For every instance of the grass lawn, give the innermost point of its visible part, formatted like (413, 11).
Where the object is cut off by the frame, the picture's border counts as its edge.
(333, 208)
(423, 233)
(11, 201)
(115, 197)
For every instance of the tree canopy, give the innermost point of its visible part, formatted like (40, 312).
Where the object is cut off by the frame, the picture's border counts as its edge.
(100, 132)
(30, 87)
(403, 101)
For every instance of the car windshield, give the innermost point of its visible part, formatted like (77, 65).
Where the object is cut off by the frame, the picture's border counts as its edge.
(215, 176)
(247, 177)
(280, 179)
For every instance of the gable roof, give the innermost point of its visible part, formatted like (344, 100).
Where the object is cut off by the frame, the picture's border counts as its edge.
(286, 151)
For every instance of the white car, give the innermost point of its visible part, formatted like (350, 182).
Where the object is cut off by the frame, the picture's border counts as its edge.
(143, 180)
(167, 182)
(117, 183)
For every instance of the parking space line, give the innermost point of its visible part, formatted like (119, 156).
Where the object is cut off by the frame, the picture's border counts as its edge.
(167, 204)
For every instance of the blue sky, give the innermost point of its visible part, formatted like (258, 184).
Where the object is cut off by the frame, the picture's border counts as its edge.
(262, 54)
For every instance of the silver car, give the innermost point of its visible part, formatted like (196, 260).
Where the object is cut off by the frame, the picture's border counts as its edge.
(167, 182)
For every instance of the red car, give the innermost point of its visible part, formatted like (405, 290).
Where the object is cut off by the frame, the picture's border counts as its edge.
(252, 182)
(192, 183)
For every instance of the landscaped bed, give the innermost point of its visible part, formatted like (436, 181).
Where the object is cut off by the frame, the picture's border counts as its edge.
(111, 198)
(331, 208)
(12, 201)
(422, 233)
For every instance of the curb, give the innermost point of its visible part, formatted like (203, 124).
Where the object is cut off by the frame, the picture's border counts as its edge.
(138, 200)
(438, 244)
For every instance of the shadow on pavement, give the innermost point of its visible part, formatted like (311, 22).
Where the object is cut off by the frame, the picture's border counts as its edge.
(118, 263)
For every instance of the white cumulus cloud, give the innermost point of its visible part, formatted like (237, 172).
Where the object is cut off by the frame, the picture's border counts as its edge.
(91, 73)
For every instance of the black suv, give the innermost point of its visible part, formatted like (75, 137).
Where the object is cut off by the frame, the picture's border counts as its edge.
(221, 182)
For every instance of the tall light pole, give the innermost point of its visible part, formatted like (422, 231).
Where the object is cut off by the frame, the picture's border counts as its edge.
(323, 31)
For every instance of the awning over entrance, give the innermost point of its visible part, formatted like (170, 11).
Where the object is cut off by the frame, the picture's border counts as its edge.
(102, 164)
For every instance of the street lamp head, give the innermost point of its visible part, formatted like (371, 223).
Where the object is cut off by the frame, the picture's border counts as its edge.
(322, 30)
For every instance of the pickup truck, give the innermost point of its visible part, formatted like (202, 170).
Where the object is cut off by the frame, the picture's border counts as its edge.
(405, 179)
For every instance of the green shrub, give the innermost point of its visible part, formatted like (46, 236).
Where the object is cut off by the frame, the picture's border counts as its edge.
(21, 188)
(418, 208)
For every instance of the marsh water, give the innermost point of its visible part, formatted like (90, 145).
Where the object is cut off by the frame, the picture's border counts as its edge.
++++++++++
* [TRY IT]:
Retype each record, matching it exactly.

* [ANSWER FOR THIS EXERCISE]:
For every instance of the grass lawn, give the innermost point of its visible part, formatted like (413, 11).
Where the object is cut off by the frame, the picture's border counts as its edge.
(333, 208)
(423, 233)
(11, 201)
(115, 197)
For every instance of the tree canopy, give the innermost point of its visible part, formatted like (40, 312).
Where the object is cut off by the frame, the picture's border counts as its edge.
(100, 132)
(30, 87)
(403, 101)
For every instance of the car windshield, give the innermost point of its visible part, formatted like (77, 65).
Where the object is cut off by the frame, the picture's border counts as its edge.
(215, 176)
(247, 177)
(280, 179)
For every instance of the gable roof, give the innermost point of its visible part, formatted like (344, 100).
Where the object is cut off by the frame, the picture's border counts as its edge.
(286, 151)
For every instance of the white car, give the innermost point of its visible part, formatted like (350, 182).
Where the object is cut off by the frame, the picture's border counts as its edge.
(143, 180)
(167, 182)
(117, 183)
For every instance of the parking space line, give the innermost point of its visible part, formatted like (119, 156).
Where the object is cut off by the frame, the picture's border counts as its edge.
(167, 204)
For every instance of the blue sky, give the innermost point of its visible part, formatted like (258, 184).
Where the object is cut off by the frame, the picture's border counts as its edge.
(262, 54)
For every instance of the silver car, give the innermost point of its visible part, formatted like (196, 260).
Where the object is cut off by the frame, the picture's border counts as its edge.
(167, 182)
For every instance of the red car, give the innermost point of its visible part, formatted like (405, 290).
Where the object is cut off by the frame, the picture's border counts as its edge.
(252, 182)
(192, 183)
For every instance of the landscaped bed, give the innermost point of its visible part, formatted like (436, 181).
Where the object is cut off by the frame, the picture's border counts as its edge.
(111, 198)
(331, 208)
(12, 201)
(422, 233)
For every instance of the curb, give the innermost point of its visible part, formatted like (203, 124).
Where the object is cut off by the frame, the picture's border counts as its edge.
(138, 200)
(438, 244)
For every instance of the shadow on pavement, give the innermost point of its visible part, formatted like (311, 22).
Where the object is cut off by the frame, the picture's border counts as its edge.
(118, 263)
For every instance of the white cumulus cloud, give the innermost point of its visible part, formatted like (237, 172).
Where the object is cut off by the frame, the picture's border counts as its edge.
(91, 73)
For every instance of the black suv, give the innermost point of its visible part, formatted like (75, 137).
Where the object is cut off by the frame, the picture's border counts as its edge.
(221, 182)
For every instance of the tall light pole, give the innermost point of its visible part, formatted like (422, 231).
Where the object is cut off by the frame, the picture's border counts as its edge.
(323, 31)
For every instance of the awning over entrance, give the innermost point of its visible part, formatted like (170, 11).
Where the object is cut off by the frame, the picture's border counts as its edge.
(102, 164)
For every instance of the street lamp head, give the innermost point of its visible part, formatted like (371, 223).
Where the object is cut off by the frame, the picture's border counts as its edge.
(322, 30)
For every instance of the pickup truck, give the innermost point of its visible part, formatted like (202, 170).
Where the object is cut off by the frame, the picture's border counts as its edge.
(405, 179)
For every instance of the green shrub, give the innermost point of its visible part, formatted like (46, 236).
Where the object is cut off by the frame, the picture's border counts as its edge.
(21, 188)
(418, 208)
For every instance of the marsh water, give the innermost point of its visible part, formatted like (90, 145).
Where the object is cut off by the frame, the picture's border counts as its edge.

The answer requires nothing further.